Article:
-- START --
Novelist Sequoia Nagamatsu will be in conversation with Nada Ayad, Associate Dean of HSS, as part of an online lecture series around the theme of intersectional justice. Nagamatsu's How High We Go in the Dark is one of the most celebrated debuts of the year, a spellbinding and profoundly prescient novel for readers of Cloud Atlas, Lincoln in the Bardo, and Station Eleven. It was shortlisted for the Waterstones Debut Fiction Prize and the Ursula K. Le Guin Fiction Prize.

From funerary skyscrapers to hotels for the dead to interstellar starships, Nagamatsu takes readers on a wildly original and compassionate journey, spanning continents, centuries, and even celestial bodies to tell a story about the resilience of the human spirit, our infinite capacity to dream, and the connective threads that tie us all together in the universe. In Nagamatsu’s words, How High We Go in the Dark is “a book that reaches for a beating heart somewhere deep in the cosmos.” 

Registration for this Zoom event is required. Click here to register. 

Sequoia Nagamatsu is a Japanese-American writer and managing editor of Psychopomp Magazine, an online quarterly dedicated to innovative prose. Originally from Hawaii and the San Francisco Bay Area, he holds an M.F.A. in creative writing from Southern Illinois University and a B.A. in anthropology from Grinnell College. His work has appeared in such publications as Conjunctions, The Southern Review, ZYZZYVA, Fairy Tale Review, and Tin House. He is the author of the award winning short story collection Where We Go When All We Were Is Gone and teaches creative writing at St. Olaf College and the Rainier Writing Workshop Low-Residency MFA program. 

This series is co-organized by the Office of Student Affairs and Nada Ayad, Associate Dean of HSS, as a continuation of a reading and discussion series for first-year students that was held as part of the Fall 2020 new student orientation. In the spirit of The Cooper Union mission, the Black Student Union and the Cooper Climate Coalition, along with several other Cooper students and faculty, were deeply involved in the articulation of the program as well as in contributing to the reading list and suggesting speakers.
-- END --
Data excerpt:
-- START --
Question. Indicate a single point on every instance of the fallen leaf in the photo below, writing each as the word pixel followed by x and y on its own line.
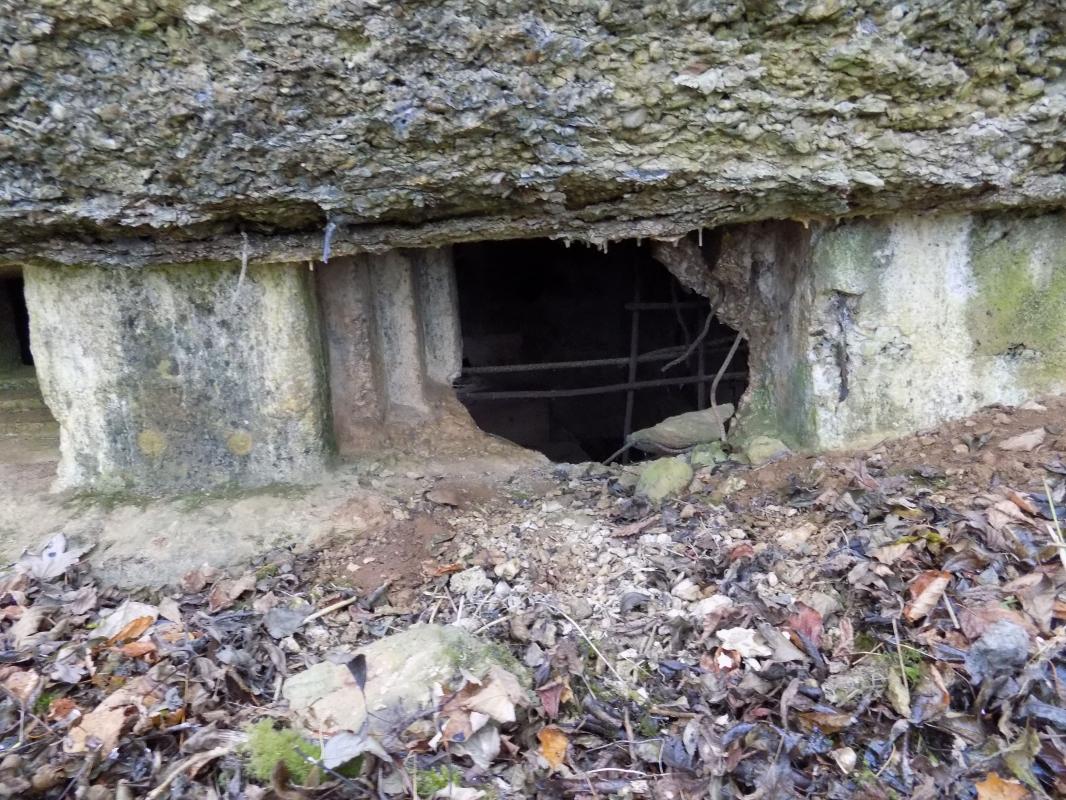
-- END --
Short problem: Update the stretch of the event announcement from "Registration for this" through "Low-Residency MFA program.", swapping "Grinnell College" for "Oberlin College". Please rely only on the event announcement.

Solution for this task:
Registration for this Zoom event is required. Click here to register. 

Sequoia Nagamatsu is a Japanese-American writer and managing editor of Psychopomp Magazine, an online quarterly dedicated to innovative prose. Originally from Hawaii and the San Francisco Bay Area, he holds an M.F.A. in creative writing from Southern Illinois University and a B.A. in anthropology from Oberlin College. His work has appeared in such publications as Conjunctions, The Southern Review, ZYZZYVA, Fairy Tale Review, and Tin House. He is the author of the award winning short story collection Where We Go When All We Were Is Gone and teaches creative writing at St. Olaf College and the Rainier Writing Workshop Low-Residency MFA program.